TASK TO COMPLETE: Leave out the pictures and give back all the entries exactly as written.

WORKING DATA:
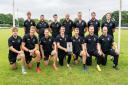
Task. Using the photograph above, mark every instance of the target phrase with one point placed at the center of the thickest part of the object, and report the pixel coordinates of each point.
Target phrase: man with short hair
(81, 24)
(15, 52)
(109, 24)
(48, 48)
(78, 48)
(108, 47)
(55, 26)
(30, 47)
(92, 47)
(28, 23)
(41, 26)
(95, 23)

SOLUTION FOR THIS EXERCISE:
Task. Using the photograph above, mark every instance of the target phrase with one point placed at the center of the thickest part of the object, and report the pixel coordinates of each point.
Target phrase: man with short hair
(81, 24)
(15, 52)
(109, 24)
(48, 48)
(78, 48)
(108, 47)
(55, 26)
(30, 47)
(92, 47)
(28, 23)
(41, 26)
(95, 23)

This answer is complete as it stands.